• [Assignment] From the listing below, reproduce word for word the part that opens with the line containing "[[261, 192], [239, 3], [352, 234], [200, 172]]" and closes with the line containing "[[440, 113], [80, 60]]"; reproduce nothing else.

• [Provided records]
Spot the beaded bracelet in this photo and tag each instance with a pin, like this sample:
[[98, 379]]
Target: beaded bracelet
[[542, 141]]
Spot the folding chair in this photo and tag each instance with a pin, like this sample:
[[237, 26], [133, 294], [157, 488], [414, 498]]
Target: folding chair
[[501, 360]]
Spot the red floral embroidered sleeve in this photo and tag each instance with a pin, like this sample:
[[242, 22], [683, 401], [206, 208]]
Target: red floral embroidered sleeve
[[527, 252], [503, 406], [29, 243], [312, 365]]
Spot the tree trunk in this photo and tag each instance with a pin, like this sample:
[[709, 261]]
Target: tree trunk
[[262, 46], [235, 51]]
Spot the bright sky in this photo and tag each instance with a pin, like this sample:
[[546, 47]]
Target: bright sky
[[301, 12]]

--

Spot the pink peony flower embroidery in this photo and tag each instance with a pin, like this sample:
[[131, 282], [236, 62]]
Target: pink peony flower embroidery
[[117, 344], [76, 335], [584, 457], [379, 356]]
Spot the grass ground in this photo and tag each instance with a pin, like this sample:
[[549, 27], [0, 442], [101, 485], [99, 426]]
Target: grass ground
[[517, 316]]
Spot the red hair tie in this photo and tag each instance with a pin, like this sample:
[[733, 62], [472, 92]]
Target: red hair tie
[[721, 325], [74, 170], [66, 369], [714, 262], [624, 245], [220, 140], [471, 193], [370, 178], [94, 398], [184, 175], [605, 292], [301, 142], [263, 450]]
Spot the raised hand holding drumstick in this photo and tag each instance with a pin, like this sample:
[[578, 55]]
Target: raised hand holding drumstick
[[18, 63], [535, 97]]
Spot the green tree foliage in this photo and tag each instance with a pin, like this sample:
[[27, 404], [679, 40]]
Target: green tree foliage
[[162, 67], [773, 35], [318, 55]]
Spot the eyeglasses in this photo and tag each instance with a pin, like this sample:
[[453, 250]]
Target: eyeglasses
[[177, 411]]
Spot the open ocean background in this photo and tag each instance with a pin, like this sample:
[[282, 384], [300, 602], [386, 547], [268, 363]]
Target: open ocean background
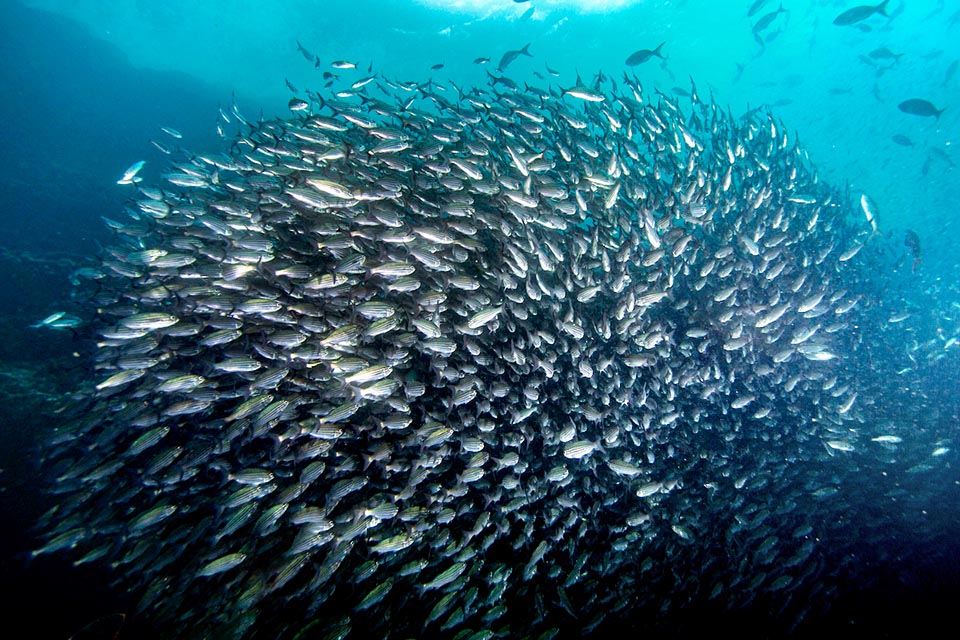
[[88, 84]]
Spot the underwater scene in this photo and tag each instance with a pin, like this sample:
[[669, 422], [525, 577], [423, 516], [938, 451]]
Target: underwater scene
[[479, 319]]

* * *

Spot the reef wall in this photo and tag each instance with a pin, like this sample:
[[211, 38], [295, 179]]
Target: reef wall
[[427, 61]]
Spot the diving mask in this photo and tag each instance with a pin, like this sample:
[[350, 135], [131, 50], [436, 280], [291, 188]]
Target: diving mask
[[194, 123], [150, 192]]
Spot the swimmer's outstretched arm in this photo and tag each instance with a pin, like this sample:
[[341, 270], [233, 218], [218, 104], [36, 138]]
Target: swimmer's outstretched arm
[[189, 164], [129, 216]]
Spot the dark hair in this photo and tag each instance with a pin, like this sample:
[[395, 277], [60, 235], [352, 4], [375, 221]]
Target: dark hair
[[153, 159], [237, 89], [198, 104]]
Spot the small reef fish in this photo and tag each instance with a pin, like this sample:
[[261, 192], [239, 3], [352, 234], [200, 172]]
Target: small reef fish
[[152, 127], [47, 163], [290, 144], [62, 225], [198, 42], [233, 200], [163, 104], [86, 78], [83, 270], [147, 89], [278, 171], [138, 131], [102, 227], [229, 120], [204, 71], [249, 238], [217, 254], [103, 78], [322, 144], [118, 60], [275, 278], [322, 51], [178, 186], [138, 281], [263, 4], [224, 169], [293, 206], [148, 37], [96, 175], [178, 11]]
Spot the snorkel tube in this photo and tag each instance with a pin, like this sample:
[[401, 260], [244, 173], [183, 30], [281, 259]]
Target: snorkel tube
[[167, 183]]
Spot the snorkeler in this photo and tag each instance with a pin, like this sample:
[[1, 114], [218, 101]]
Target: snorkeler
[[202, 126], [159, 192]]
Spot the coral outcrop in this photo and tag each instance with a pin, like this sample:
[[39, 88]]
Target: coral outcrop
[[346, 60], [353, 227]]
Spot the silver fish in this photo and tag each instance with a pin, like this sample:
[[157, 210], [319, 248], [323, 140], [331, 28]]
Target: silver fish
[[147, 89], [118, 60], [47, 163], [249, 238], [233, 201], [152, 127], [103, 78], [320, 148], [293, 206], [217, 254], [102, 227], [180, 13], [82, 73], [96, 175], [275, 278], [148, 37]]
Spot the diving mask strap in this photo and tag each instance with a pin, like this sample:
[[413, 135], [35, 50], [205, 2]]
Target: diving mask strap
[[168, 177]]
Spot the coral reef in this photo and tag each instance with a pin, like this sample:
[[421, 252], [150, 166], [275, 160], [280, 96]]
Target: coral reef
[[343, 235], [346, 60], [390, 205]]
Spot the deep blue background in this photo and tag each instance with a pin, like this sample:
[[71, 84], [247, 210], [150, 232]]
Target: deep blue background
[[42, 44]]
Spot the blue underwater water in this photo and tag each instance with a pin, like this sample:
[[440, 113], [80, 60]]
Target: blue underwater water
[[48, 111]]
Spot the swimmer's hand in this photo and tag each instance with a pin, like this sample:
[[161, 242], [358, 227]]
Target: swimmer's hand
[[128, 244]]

• [Written answer]
[[261, 192], [239, 3], [352, 234], [200, 172]]
Target: small reef fish
[[152, 127], [47, 163], [290, 144], [62, 225], [198, 42], [233, 200], [163, 104], [86, 78], [83, 270], [147, 89], [278, 171], [138, 131], [102, 227], [229, 120], [204, 71], [249, 238], [217, 254], [103, 78], [322, 144], [118, 60], [275, 278], [322, 51], [178, 186], [138, 281], [263, 4], [224, 169], [293, 206], [148, 37], [96, 175], [178, 11]]
Spot the snorkel tube in this photo and tag each instance with a pin, like this sample:
[[401, 260], [244, 173], [183, 30], [281, 259]]
Target: snorkel tube
[[167, 183]]
Spot the snorkeler in this photo and tag each instance with a pin, like this sample:
[[1, 114], [218, 101]]
Target: snorkeler
[[202, 126], [159, 192]]
Spot the coral outcrop in this photo and tag each instance with a pin, like this sample:
[[39, 88]]
Target: coral outcrop
[[346, 60], [353, 227]]
Spot the silver fish in this photo and tag each instance with a pin, like this sample:
[[157, 210], [319, 248], [323, 140], [331, 28]]
Target: silver fish
[[147, 89], [118, 60], [47, 163], [249, 238], [233, 201], [152, 127], [103, 78], [320, 148], [293, 206], [217, 254], [102, 227], [180, 13], [82, 73], [96, 175], [275, 278], [148, 37]]
Spot the diving mask strap in this photo and tag each instance with a pin, like this sample:
[[413, 135], [35, 50], [205, 2]]
Target: diving mask strap
[[168, 177]]
Spot the coral reef in this photo and tag each instance with a pin, like this sample:
[[421, 252], [150, 166], [275, 160], [280, 96]]
Target: coral reef
[[343, 235], [346, 60], [390, 205]]
Spot the deep blue background in this photo and tag each instance with a pin, like this sample:
[[71, 84], [247, 210], [150, 232]]
Target: deep blue background
[[42, 44]]
Spot the blue underwater water in this photo and tag each instance with a pin, like this sample:
[[440, 113], [80, 60]]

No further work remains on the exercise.